Everyone wonders what's going to be in the plenary session, and this year, you will be surprised. You won't find anything about breast cancer, colon cancer, lung cancer, or prostate cancer at the plenary session. That wasn't by design; those are clearly common and important cancers faced by the patients we serve.

The goal of the Scientific Program Committee in selecting sessions for the plenary was to find the best work -- the work that had the biggest clinical impact. This year, in the plenary session, you will hear results of 5 studies, all of which have significant overall survival advantages to report. These are studies that should immediately change practice. In some cases, it is likely that they will lead to the approval of new drugs, particularly for the treatment of melanoma.

In some cases, that survival advantage comes by using our existing therapies, either in a smarter way with different doses and schedules, or for a longer duration of therapy. Five studies, 5 profound improvements in overall survival, and lessons that can expand well beyond the somewhat less common tumor types in which those studies are based.

**What to work on:** Copy out the passage about this year's plenary session word for word, keeping its paragraph breaks.

**Data listing:**
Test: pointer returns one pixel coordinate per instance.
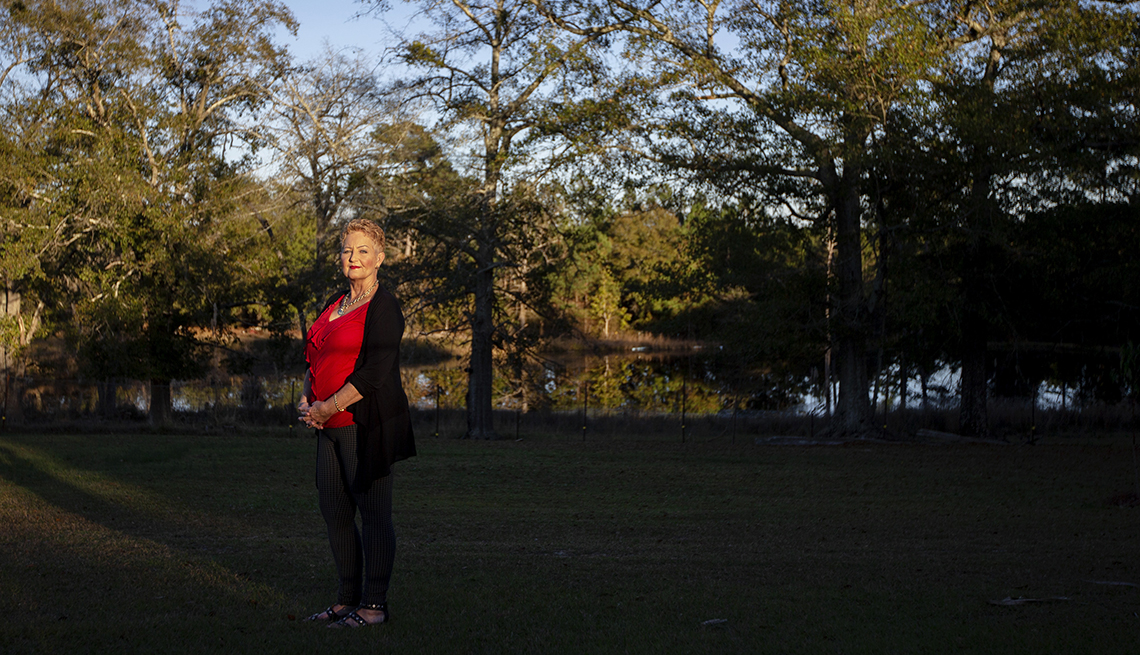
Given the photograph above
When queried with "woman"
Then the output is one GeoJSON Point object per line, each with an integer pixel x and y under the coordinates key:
{"type": "Point", "coordinates": [353, 396]}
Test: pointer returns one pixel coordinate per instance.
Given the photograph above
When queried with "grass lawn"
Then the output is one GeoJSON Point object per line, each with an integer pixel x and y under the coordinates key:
{"type": "Point", "coordinates": [177, 543]}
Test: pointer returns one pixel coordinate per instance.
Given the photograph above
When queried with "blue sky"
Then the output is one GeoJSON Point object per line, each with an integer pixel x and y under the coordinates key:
{"type": "Point", "coordinates": [335, 22]}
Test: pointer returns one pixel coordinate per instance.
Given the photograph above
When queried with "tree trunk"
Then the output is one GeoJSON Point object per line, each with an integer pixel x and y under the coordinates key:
{"type": "Point", "coordinates": [107, 398]}
{"type": "Point", "coordinates": [480, 371]}
{"type": "Point", "coordinates": [161, 408]}
{"type": "Point", "coordinates": [853, 409]}
{"type": "Point", "coordinates": [972, 418]}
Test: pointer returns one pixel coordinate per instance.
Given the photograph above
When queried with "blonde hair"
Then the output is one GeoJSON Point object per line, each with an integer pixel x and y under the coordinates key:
{"type": "Point", "coordinates": [368, 228]}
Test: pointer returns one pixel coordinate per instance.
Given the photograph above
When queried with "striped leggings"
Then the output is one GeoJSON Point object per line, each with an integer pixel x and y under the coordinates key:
{"type": "Point", "coordinates": [369, 549]}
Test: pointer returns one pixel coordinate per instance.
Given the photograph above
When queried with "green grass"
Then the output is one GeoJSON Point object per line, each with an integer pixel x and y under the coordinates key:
{"type": "Point", "coordinates": [181, 543]}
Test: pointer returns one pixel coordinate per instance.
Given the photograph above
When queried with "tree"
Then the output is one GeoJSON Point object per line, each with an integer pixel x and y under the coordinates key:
{"type": "Point", "coordinates": [497, 68]}
{"type": "Point", "coordinates": [325, 114]}
{"type": "Point", "coordinates": [796, 101]}
{"type": "Point", "coordinates": [140, 111]}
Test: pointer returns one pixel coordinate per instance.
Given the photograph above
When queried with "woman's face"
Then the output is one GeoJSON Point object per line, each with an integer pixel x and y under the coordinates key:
{"type": "Point", "coordinates": [360, 259]}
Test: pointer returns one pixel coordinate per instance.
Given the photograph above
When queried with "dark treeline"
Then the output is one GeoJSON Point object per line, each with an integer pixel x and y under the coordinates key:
{"type": "Point", "coordinates": [843, 195]}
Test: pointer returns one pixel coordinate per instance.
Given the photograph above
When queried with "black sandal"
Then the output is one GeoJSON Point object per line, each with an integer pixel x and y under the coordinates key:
{"type": "Point", "coordinates": [328, 615]}
{"type": "Point", "coordinates": [358, 621]}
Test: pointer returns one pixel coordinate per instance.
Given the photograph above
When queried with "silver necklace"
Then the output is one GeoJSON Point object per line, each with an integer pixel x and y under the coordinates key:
{"type": "Point", "coordinates": [344, 305]}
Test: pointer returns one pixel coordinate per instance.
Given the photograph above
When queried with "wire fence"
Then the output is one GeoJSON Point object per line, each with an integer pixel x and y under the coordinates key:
{"type": "Point", "coordinates": [259, 402]}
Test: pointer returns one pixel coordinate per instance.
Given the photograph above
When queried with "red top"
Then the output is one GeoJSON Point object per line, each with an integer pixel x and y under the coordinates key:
{"type": "Point", "coordinates": [332, 350]}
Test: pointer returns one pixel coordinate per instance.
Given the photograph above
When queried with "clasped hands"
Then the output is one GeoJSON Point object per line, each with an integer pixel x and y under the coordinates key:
{"type": "Point", "coordinates": [315, 415]}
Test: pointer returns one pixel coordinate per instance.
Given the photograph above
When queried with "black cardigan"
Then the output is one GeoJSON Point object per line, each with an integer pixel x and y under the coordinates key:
{"type": "Point", "coordinates": [382, 416]}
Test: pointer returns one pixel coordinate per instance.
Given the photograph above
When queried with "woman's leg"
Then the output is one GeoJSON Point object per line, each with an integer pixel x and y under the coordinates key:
{"type": "Point", "coordinates": [379, 539]}
{"type": "Point", "coordinates": [335, 466]}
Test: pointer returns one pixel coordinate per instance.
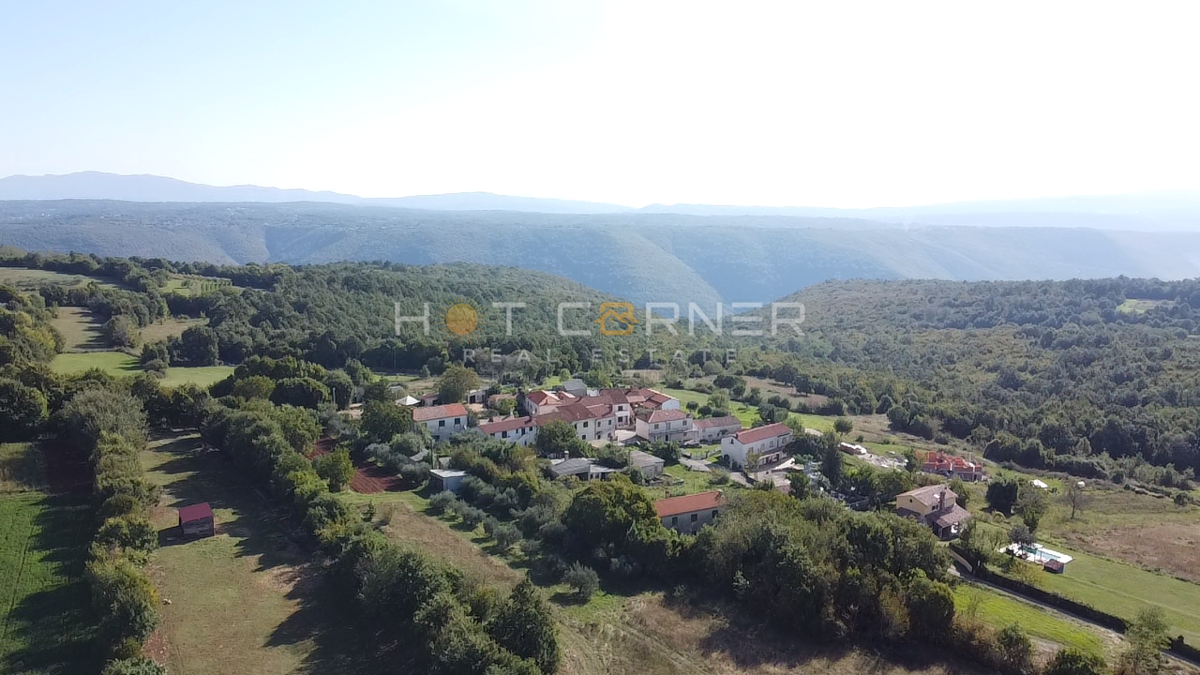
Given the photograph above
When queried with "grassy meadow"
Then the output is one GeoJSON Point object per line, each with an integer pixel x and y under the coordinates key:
{"type": "Point", "coordinates": [45, 619]}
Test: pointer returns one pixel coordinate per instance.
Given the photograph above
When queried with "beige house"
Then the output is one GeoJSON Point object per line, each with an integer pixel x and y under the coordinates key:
{"type": "Point", "coordinates": [767, 443]}
{"type": "Point", "coordinates": [689, 513]}
{"type": "Point", "coordinates": [935, 506]}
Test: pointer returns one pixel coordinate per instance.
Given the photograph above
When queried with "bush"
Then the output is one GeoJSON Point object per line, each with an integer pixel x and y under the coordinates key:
{"type": "Point", "coordinates": [583, 581]}
{"type": "Point", "coordinates": [137, 665]}
{"type": "Point", "coordinates": [442, 502]}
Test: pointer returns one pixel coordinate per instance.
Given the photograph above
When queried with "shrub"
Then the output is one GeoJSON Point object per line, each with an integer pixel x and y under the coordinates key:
{"type": "Point", "coordinates": [442, 502]}
{"type": "Point", "coordinates": [583, 581]}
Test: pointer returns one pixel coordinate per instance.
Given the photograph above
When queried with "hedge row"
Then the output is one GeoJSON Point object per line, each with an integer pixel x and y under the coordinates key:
{"type": "Point", "coordinates": [111, 426]}
{"type": "Point", "coordinates": [451, 623]}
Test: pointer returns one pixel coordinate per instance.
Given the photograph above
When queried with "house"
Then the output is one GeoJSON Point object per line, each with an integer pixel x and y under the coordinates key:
{"type": "Point", "coordinates": [197, 520]}
{"type": "Point", "coordinates": [649, 465]}
{"type": "Point", "coordinates": [581, 467]}
{"type": "Point", "coordinates": [689, 513]}
{"type": "Point", "coordinates": [441, 420]}
{"type": "Point", "coordinates": [767, 443]}
{"type": "Point", "coordinates": [520, 430]}
{"type": "Point", "coordinates": [935, 506]}
{"type": "Point", "coordinates": [544, 402]}
{"type": "Point", "coordinates": [447, 479]}
{"type": "Point", "coordinates": [952, 466]}
{"type": "Point", "coordinates": [713, 429]}
{"type": "Point", "coordinates": [592, 422]}
{"type": "Point", "coordinates": [672, 425]}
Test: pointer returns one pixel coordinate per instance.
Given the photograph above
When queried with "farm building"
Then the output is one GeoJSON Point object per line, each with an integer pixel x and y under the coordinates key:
{"type": "Point", "coordinates": [447, 479]}
{"type": "Point", "coordinates": [196, 520]}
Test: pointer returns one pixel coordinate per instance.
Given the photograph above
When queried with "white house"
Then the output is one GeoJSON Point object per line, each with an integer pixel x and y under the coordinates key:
{"type": "Point", "coordinates": [520, 430]}
{"type": "Point", "coordinates": [441, 420]}
{"type": "Point", "coordinates": [713, 429]}
{"type": "Point", "coordinates": [689, 513]}
{"type": "Point", "coordinates": [591, 422]}
{"type": "Point", "coordinates": [665, 425]}
{"type": "Point", "coordinates": [767, 442]}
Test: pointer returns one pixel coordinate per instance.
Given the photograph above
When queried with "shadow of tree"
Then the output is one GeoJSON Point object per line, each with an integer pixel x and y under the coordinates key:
{"type": "Point", "coordinates": [51, 631]}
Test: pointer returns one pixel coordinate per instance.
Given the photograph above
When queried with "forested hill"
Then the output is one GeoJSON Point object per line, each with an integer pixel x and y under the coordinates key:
{"type": "Point", "coordinates": [1047, 374]}
{"type": "Point", "coordinates": [643, 257]}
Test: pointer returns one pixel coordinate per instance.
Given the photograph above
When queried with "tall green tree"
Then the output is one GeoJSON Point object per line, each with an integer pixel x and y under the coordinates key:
{"type": "Point", "coordinates": [525, 626]}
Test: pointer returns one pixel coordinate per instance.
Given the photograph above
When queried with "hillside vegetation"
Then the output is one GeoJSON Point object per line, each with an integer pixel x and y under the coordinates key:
{"type": "Point", "coordinates": [642, 256]}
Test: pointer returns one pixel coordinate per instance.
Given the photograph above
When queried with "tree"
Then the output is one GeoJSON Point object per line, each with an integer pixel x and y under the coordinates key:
{"type": "Point", "coordinates": [1002, 495]}
{"type": "Point", "coordinates": [801, 485]}
{"type": "Point", "coordinates": [583, 580]}
{"type": "Point", "coordinates": [197, 346]}
{"type": "Point", "coordinates": [1145, 640]}
{"type": "Point", "coordinates": [525, 626]}
{"type": "Point", "coordinates": [930, 608]}
{"type": "Point", "coordinates": [23, 411]}
{"type": "Point", "coordinates": [253, 387]}
{"type": "Point", "coordinates": [1032, 503]}
{"type": "Point", "coordinates": [335, 467]}
{"type": "Point", "coordinates": [384, 419]}
{"type": "Point", "coordinates": [455, 383]}
{"type": "Point", "coordinates": [1075, 497]}
{"type": "Point", "coordinates": [1015, 649]}
{"type": "Point", "coordinates": [558, 437]}
{"type": "Point", "coordinates": [1072, 661]}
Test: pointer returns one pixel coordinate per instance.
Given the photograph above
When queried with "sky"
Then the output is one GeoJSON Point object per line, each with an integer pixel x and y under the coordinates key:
{"type": "Point", "coordinates": [844, 103]}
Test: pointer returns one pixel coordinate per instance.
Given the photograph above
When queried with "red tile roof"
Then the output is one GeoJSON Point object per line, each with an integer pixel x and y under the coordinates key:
{"type": "Point", "coordinates": [711, 422]}
{"type": "Point", "coordinates": [689, 503]}
{"type": "Point", "coordinates": [438, 412]}
{"type": "Point", "coordinates": [508, 424]}
{"type": "Point", "coordinates": [762, 432]}
{"type": "Point", "coordinates": [664, 416]}
{"type": "Point", "coordinates": [196, 512]}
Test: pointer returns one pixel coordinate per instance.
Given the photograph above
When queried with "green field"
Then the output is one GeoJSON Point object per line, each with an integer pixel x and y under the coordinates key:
{"type": "Point", "coordinates": [1123, 590]}
{"type": "Point", "coordinates": [999, 610]}
{"type": "Point", "coordinates": [43, 611]}
{"type": "Point", "coordinates": [247, 599]}
{"type": "Point", "coordinates": [202, 376]}
{"type": "Point", "coordinates": [29, 279]}
{"type": "Point", "coordinates": [120, 364]}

**Reply to the task:**
Everyone wonders what's going to be in the plenary session, and this year, you will be surprised. You won't find anything about breast cancer, colon cancer, lung cancer, or prostate cancer at the plenary session. That wasn't by design; those are clearly common and important cancers faced by the patients we serve.

The goal of the Scientific Program Committee in selecting sessions for the plenary was to find the best work -- the work that had the biggest clinical impact. This year, in the plenary session, you will hear results of 5 studies, all of which have significant overall survival advantages to report. These are studies that should immediately change practice. In some cases, it is likely that they will lead to the approval of new drugs, particularly for the treatment of melanoma.

In some cases, that survival advantage comes by using our existing therapies, either in a smarter way with different doses and schedules, or for a longer duration of therapy. Five studies, 5 profound improvements in overall survival, and lessons that can expand well beyond the somewhat less common tumor types in which those studies are based.